§ **Task directions**
Write out the records below again, replacing "coordinates" with "positions" wherever it occurs and changing nothing else.

§ **Extracted data**
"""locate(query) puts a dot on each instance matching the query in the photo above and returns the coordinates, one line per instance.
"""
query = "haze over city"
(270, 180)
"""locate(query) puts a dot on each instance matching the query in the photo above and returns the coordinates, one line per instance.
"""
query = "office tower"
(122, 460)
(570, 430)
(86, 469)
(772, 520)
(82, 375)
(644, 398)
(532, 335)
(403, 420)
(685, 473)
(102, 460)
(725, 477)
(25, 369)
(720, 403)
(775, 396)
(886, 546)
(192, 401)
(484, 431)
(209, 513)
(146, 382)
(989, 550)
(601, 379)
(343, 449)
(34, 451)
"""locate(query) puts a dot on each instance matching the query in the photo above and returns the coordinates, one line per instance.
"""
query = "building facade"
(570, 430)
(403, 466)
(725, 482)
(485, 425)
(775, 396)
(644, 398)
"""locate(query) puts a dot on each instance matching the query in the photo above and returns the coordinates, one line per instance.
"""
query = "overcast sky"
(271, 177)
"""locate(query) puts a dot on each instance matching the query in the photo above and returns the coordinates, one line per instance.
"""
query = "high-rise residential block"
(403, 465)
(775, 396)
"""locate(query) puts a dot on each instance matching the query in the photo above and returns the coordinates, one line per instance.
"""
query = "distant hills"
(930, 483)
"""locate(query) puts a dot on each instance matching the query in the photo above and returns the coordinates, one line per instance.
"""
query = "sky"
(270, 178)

§ **Exercise output**
"""locate(query) puts a dot on each instance matching the query in the photo above and returns the positions, one line per instance.
"""
query = "haze over city"
(270, 180)
"""locate(query) puts a dot on each instance matching the query in the photo above and returns the positions, one line per instance.
"""
query = "office tower"
(122, 460)
(570, 430)
(86, 469)
(772, 520)
(82, 375)
(644, 398)
(532, 335)
(403, 420)
(685, 473)
(102, 460)
(725, 477)
(25, 369)
(720, 403)
(775, 396)
(886, 546)
(192, 401)
(484, 431)
(209, 513)
(146, 382)
(989, 550)
(601, 379)
(343, 449)
(34, 451)
"""locate(query) puts a dot on each instance matching the query in the photo above and returns the positions, one line per instance.
"""
query = "building facade"
(570, 430)
(403, 466)
(725, 482)
(485, 425)
(775, 396)
(644, 398)
"""locate(query) puts a dot on each instance matching the query in the photo above and returns the positions, one line per instance.
"""
query = "overcast sky"
(271, 177)
"""locate(query) puts a dot on each instance matching the query in the photo above and returns the positions, one line per instance.
"""
query = "high-rise residential block"
(403, 465)
(775, 396)
"""locate(query) puts a dot on each instance matching the query in the photo above and returns the positions, one line per instance.
"""
query = "distant hills"
(930, 483)
"""locate(query) puts a dot on each instance matching the query in the photo above and returns the positions, one line per instance.
"""
query = "sky"
(270, 178)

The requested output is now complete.